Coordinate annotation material
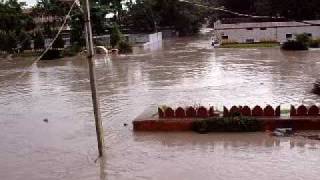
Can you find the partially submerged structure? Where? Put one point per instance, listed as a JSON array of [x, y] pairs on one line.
[[255, 32]]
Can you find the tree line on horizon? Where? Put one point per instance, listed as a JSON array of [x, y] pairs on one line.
[[289, 9]]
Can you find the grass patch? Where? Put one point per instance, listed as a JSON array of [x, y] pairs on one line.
[[250, 45]]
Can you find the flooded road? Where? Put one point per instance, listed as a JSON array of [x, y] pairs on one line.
[[183, 72]]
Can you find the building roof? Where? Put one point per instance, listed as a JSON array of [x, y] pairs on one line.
[[265, 25]]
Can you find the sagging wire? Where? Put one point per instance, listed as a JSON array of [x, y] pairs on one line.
[[228, 11], [53, 40]]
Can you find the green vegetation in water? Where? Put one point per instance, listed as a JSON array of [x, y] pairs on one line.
[[227, 124], [301, 42], [250, 45]]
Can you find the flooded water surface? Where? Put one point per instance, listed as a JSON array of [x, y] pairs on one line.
[[182, 72]]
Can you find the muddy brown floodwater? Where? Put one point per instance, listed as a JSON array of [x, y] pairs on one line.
[[182, 72]]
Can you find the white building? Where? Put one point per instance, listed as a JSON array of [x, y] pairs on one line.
[[266, 31]]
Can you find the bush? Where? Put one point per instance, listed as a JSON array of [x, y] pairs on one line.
[[314, 43], [230, 124], [58, 43], [303, 39], [294, 45], [72, 50], [125, 47]]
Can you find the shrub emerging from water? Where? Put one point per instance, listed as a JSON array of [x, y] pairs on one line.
[[229, 124], [124, 47], [301, 42], [315, 43]]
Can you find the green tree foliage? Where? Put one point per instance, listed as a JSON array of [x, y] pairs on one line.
[[116, 36], [38, 40], [13, 25]]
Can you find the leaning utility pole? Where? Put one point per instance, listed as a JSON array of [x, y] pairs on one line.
[[95, 98]]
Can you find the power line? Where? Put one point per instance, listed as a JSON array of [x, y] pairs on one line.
[[229, 11]]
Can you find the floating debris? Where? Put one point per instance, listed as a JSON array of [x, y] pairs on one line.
[[316, 87], [282, 132]]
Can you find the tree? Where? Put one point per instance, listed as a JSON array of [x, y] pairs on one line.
[[115, 36], [13, 25]]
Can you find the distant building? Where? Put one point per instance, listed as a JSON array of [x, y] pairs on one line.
[[265, 31]]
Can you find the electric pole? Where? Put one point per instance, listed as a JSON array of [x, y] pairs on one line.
[[95, 98]]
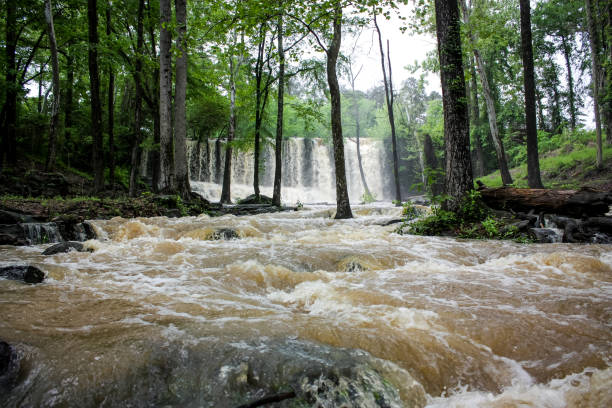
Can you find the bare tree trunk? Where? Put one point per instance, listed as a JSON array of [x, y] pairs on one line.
[[480, 165], [343, 206], [180, 114], [96, 108], [491, 112], [226, 196], [594, 42], [55, 107], [570, 83], [458, 166], [111, 108], [389, 99], [166, 154], [278, 146], [533, 161], [136, 150]]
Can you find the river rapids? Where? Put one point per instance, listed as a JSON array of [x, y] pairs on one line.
[[314, 311]]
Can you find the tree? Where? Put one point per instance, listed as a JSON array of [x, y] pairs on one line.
[[458, 167], [55, 106], [389, 100], [180, 115], [167, 180], [596, 67], [94, 86], [533, 162]]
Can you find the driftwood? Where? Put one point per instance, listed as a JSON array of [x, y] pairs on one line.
[[575, 203]]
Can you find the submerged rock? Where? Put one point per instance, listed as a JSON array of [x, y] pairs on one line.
[[24, 273], [9, 366], [224, 234], [64, 247]]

**REQUEST**
Please reproduce all of the material above word for word, omitting the pictures.

**TASK RESPONSE**
Can you find the partially submerged structure? Where? Put one point per instance, listed as a JSON array of [x, y] pairs on one line.
[[255, 32]]
Can you find the tree line on horizon? Where? Put one point per instance, listed as a JSON array of [x, y] pairs on one line.
[[289, 9]]
Can you find the grass patch? Where? Put one point per instance, listed as a JSON array of [x, y] pairs on one line.
[[250, 45]]
Can you find the flooded road? Where? Put one point per instance, listed as a JSON array of [x, y] pairs on one line.
[[183, 72]]
Can you find the building roof? Where? Put one point per instance, listed as a JSON array of [x, y] pairs on one line.
[[265, 25]]
Can you find the sagging wire? Where? Put one point per instance, listed as a JSON array of [x, y] pairs on one line.
[[228, 11], [53, 40]]
Can you find the green vegetation in water? Where? Put one point per instance, listed as a JSON array of [x, y] pairs on one line.
[[227, 124], [301, 42], [250, 45]]
Can you find the flooded water surface? Where? Put one point per instance, listed as a JSON array of [x, y] pairs on one line.
[[182, 72]]
Can you find the muddy brown floodwater? Where? Put one point per instance, listed as a JSON array of [x, y] pairs on one line.
[[182, 72]]
Can you find the white building? Where? Put one point per instance, listed as a JSON array of [x, y] pairs on one line.
[[266, 31]]
Can you find the bush? Where? Put one point per instance, listed as a JSON array of [x, y] pairs on one line.
[[314, 43], [230, 124], [58, 43], [303, 39], [294, 45], [72, 50], [125, 47]]
Can you find the shrub emerging from water? Where? Put one point per instance, listed as a JSON array of [x, y] pairs on one line.
[[229, 124], [124, 47], [301, 42], [315, 43]]
Can you find the green tree foliage? Where? Put one point per instance, listed as a JSON array of [x, y] pairs on one line.
[[116, 36], [38, 40], [13, 25]]
Can you find the leaning utility pole? Where? Put one point per instance, listed as a JSON array of [x, y] pairs on one line.
[[95, 98]]
Can you find the power line? Where? Put one point per instance, listed as a JSON array of [x, y] pairs on one line.
[[229, 11]]
Can you find the floating debris? Where? Put one point per instance, listed as a JSON array of [x, y] pairs on one line.
[[316, 87], [282, 132]]
Can you find the tree? Where? Put one point per instance, listed as a JSON array of [x, y] pairs on one line.
[[115, 36], [13, 25]]
Can you find the distant building? Where? Put one point per instance, listed as a JSON array of [x, y] pairs on one line.
[[265, 31]]
Can you find the electric pole? Where? Put one point per instance, listed as a JSON array of [x, y] pairs on one line.
[[95, 98]]
Can you find the bare tree trunk? Where? Put one point per instance, listed as a JSON array of [x, y] pairs on one line.
[[480, 165], [343, 206], [180, 114], [96, 108], [491, 112], [226, 196], [594, 42], [55, 107], [570, 83], [458, 166], [111, 108], [389, 99], [166, 154], [278, 146], [533, 161], [136, 150]]
Can you find the river rapids? Where? Put one point per instance, listed as a JSON array of [x, y] pairs on one line.
[[314, 311]]
Can you find the tree? Where? Put one point per instance, listed as a JSON array of [x, y] pairs on one line.
[[458, 167], [55, 106], [389, 100], [180, 115], [167, 180], [596, 67], [94, 86], [533, 162]]
Can you find the driftwood? Where? Put one point per instance, listed as a JSON array of [x, y] pairs on one line.
[[575, 203]]
Can you find the submerged rock? Where? Put one point per instance, listed as a JSON array of [x, y] pairs on one line.
[[24, 273], [9, 366], [224, 234], [64, 247]]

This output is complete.